What is asked ->
In the text below about the connected beer tap, recast the paragraph starting "It’s fairly simple" as a bulleted list that keeps its main facts.

Text extract ->
= = = =

Anywhere is a rapidly accelerating future in which all of us, as well as the things we care about, will be connected. In my on-going quest to find yet more things in our lives that have already become connected, one of my most recent discoveries is the connected beer tap.
Yes, it’s for real, and while some of you enjoy giggling at some of my other connected device finds, thinking them too marginal to add real economic value, this creative application of extended connectivity quickly turned into incremental dollars to the business that installed it.
A restauranteur in suburban Atlanta has introduced connectivity to a Wall of Beer, incorporating connected flow meters on the beer taps and a pair of NFC card readers next to the taps. You can see what the setup looks like in the photo here: pretty normal except for the card reader.
It’s fairly simple: sensors added to the taps detect the flow of product, its pressure, as well as temperature and (optionally) CO2. That data goes to an on-site server. RFID card readers track members of the restaurant’s beer club. When a member goes to the beer wall, they can log into the system with a card, then dispense their own beer. The system notes which beer and how much was dispensed, and charges the member account accordingly.

= = = =

Provided data ->
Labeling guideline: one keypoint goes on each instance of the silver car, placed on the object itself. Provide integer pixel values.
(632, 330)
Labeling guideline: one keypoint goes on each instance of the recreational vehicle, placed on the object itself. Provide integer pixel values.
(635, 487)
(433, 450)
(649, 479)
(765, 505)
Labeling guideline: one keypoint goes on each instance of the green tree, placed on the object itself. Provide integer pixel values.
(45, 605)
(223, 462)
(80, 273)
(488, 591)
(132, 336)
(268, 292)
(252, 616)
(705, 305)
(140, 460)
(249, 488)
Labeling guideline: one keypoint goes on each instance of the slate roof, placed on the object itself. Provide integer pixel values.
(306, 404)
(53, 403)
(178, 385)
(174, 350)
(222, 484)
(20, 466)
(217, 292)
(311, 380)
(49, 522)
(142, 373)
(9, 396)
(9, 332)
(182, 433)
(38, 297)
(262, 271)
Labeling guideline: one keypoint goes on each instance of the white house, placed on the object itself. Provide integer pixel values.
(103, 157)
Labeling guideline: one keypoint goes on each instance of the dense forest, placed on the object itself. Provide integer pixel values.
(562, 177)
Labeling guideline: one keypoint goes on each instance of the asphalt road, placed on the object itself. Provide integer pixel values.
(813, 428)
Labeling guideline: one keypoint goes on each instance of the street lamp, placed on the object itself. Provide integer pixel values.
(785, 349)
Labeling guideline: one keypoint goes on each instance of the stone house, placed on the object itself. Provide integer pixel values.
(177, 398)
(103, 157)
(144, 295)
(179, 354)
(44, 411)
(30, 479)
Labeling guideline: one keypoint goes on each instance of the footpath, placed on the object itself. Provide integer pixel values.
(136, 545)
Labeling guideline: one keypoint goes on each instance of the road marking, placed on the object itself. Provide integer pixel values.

= = = =

Solution ->
- Sensors on the taps detect product flow, pressure, temperature and, optionally, CO2.
- The sensor data goes to an on-site server.
- RFID card readers track members of the restaurant’s beer club.
- A member logs in at the beer wall with a card and dispenses their own beer.
- The system records which beer was dispensed and how much, then charges the member’s account.